◆ THE TASK
With the pictures set aside, write out all of the data exactly as it stands.

◆ THE DATA
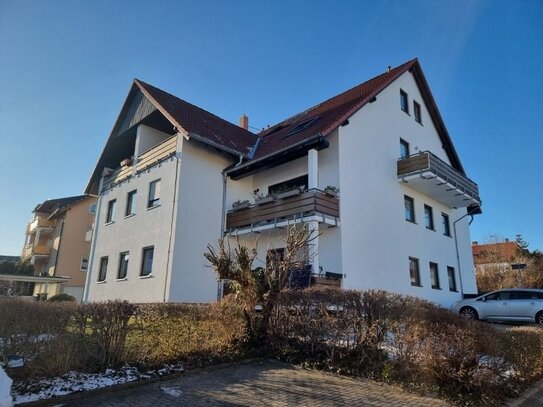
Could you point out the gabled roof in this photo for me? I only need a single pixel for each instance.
(53, 205)
(323, 118)
(142, 105)
(282, 142)
(198, 122)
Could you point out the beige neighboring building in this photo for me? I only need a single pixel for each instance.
(58, 241)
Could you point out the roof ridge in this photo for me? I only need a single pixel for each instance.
(145, 84)
(337, 96)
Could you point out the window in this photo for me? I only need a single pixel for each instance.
(103, 269)
(288, 185)
(154, 194)
(84, 264)
(111, 208)
(416, 112)
(428, 217)
(404, 149)
(452, 278)
(404, 103)
(147, 261)
(123, 265)
(409, 208)
(414, 271)
(445, 223)
(434, 276)
(131, 203)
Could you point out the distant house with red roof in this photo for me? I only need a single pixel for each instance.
(495, 255)
(372, 170)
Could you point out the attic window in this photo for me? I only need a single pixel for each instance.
(302, 126)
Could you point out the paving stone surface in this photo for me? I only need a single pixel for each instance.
(267, 383)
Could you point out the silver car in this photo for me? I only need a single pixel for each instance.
(514, 304)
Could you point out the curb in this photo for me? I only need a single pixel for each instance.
(58, 400)
(526, 395)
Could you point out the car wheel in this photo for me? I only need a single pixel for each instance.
(469, 313)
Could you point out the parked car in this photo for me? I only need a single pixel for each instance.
(514, 304)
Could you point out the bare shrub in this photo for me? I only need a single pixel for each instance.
(525, 350)
(102, 329)
(171, 332)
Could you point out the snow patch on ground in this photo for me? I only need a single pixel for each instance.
(5, 386)
(171, 391)
(73, 382)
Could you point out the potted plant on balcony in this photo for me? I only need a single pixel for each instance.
(240, 204)
(261, 199)
(288, 192)
(332, 190)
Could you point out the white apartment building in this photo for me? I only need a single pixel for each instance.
(173, 178)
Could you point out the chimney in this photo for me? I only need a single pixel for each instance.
(244, 122)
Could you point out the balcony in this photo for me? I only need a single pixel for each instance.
(40, 223)
(39, 250)
(427, 174)
(312, 205)
(151, 157)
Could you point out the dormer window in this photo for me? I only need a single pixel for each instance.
(404, 101)
(416, 111)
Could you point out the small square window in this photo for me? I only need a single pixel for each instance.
(414, 271)
(111, 209)
(404, 101)
(428, 217)
(445, 224)
(452, 278)
(154, 194)
(123, 265)
(404, 149)
(409, 205)
(84, 265)
(147, 261)
(103, 269)
(417, 113)
(434, 275)
(131, 203)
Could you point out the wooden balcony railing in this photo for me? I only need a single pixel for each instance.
(40, 223)
(312, 202)
(151, 157)
(425, 163)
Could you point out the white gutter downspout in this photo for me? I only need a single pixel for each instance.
(458, 253)
(105, 173)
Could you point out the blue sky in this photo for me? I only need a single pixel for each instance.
(66, 67)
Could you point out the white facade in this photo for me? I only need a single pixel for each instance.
(370, 244)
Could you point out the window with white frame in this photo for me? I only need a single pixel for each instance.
(84, 265)
(434, 275)
(452, 278)
(414, 271)
(147, 261)
(111, 209)
(123, 265)
(154, 194)
(102, 272)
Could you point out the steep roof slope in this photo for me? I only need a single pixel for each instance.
(198, 122)
(52, 205)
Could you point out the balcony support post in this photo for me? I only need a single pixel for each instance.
(313, 228)
(313, 169)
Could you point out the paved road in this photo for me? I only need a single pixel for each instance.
(258, 384)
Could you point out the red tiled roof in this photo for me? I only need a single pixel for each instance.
(502, 252)
(199, 122)
(328, 115)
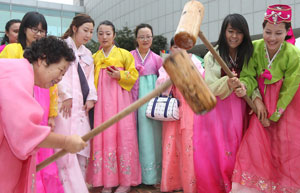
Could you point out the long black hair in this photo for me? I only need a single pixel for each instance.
(245, 49)
(30, 19)
(7, 26)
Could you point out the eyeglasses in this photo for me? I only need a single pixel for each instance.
(145, 38)
(36, 30)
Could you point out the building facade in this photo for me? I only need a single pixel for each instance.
(164, 15)
(58, 16)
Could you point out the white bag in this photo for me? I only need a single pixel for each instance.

◆ SOLUTION
Could you point out the gabled roof in this photo for me? I only need a single pixel for each instance.
(53, 205)
(323, 118)
(142, 105)
(282, 142)
(198, 122)
Could you point out the beige neighboring building in this photo for me? I only need a single pixel for each instance.
(58, 241)
Could you point out the roof ridge in this photo for me? I only need a single pixel for each instance.
(145, 84)
(337, 96)
Could you point out the window in this photo for me? I only need a single pixel for each instance.
(103, 269)
(288, 185)
(154, 194)
(84, 264)
(111, 208)
(416, 112)
(428, 217)
(404, 149)
(452, 278)
(404, 103)
(147, 261)
(123, 265)
(409, 208)
(414, 271)
(445, 223)
(434, 276)
(131, 203)
Could you point out the distant house with red roof in this photo for me? I only need a single pixel for each instance.
(495, 255)
(372, 170)
Could you point out the attic window in this photo for me? I only need a single pixel for each instance.
(302, 126)
Could you point out the paving stone surface in this photo for me? I only need a single pixel for each instance.
(267, 383)
Could you point out the silver car in this photo for me? I only need a single pixel for each instance.
(514, 304)
Could you point out the curb in this photo for me? I only need a single pixel for each instance.
(58, 400)
(526, 395)
Could you point out the car wheel in this photo for me? I only need a single pixel for each instance.
(469, 313)
Could you point out the parked car in this photo for me? I only need a single pixel for each instance.
(514, 304)
Could you point out the bare shrub in this photo for me? I only need a single pixel for each instance.
(525, 350)
(102, 329)
(171, 332)
Could you point out the snow patch on ground in this photo for me? I only need a single pixel for each instance.
(5, 386)
(171, 391)
(73, 382)
Could you point out the potted plant on balcony in this photo for me? I only need a single pixel for each instance.
(240, 204)
(261, 199)
(288, 192)
(332, 190)
Could you point out the white apartment building in this photo for me? I only need a single pixel for each instance.
(173, 178)
Could you point out the chimney in this photo for me? I only need a single pixel for each instance.
(244, 122)
Could you point out the balcony in this photo for me? I only need a single pixel for each instance.
(40, 223)
(39, 250)
(427, 174)
(312, 205)
(151, 157)
Could you point out the dormer window in this photo for me? I only need a single pixel for each instance.
(404, 101)
(416, 111)
Could you point out the small square window in this photo for me? I only need a single pixel for each instance.
(414, 271)
(111, 209)
(404, 101)
(428, 217)
(445, 224)
(452, 278)
(154, 194)
(123, 265)
(404, 149)
(409, 205)
(84, 265)
(147, 261)
(103, 269)
(417, 113)
(434, 275)
(131, 203)
Could you point out the wooden balcony railing in this photo for me? I only need a single pixel for each instance.
(40, 223)
(312, 202)
(151, 157)
(425, 163)
Could you point out the white gutter downspout in this photo for me? I only need a single pixel for each instance.
(458, 253)
(105, 173)
Could you point out the blue sky in this photo for me? I only need a single pixel for each instance.
(66, 67)
Could you point out the white facade in this photo for me? I only need a single pixel for each instance.
(370, 244)
Could you point out the window with white frame in this photo for me? I only need a single pixel for each instance.
(84, 265)
(434, 275)
(452, 278)
(414, 271)
(147, 261)
(111, 209)
(123, 265)
(154, 194)
(102, 272)
Could you point out the steep roof slope in this photo for me? I only need a single pixel for each instance.
(198, 122)
(52, 205)
Could you point out the balcony support post in this photo for me? I only need a single pixel for each instance.
(313, 228)
(313, 169)
Could you point out the paved road in this photo for me? I only need a single pixel for each instance.
(258, 384)
Could you point out the red tiled roof in this photo for me? I only need a single pixel for each instance.
(502, 252)
(199, 122)
(328, 115)
Could you point out the long black hair in this photo for me? I only need a single pixel for each instance.
(245, 49)
(30, 19)
(7, 26)
Could you point out the eyeglasses in this photo for me? I only need a single pixel for each instance.
(145, 38)
(36, 30)
Could you point out the building facade in this photo for me? I only need a single pixel for each instance.
(164, 15)
(58, 16)
Could you point out the white bag in this photo for me? I only need a single pixel for each instance.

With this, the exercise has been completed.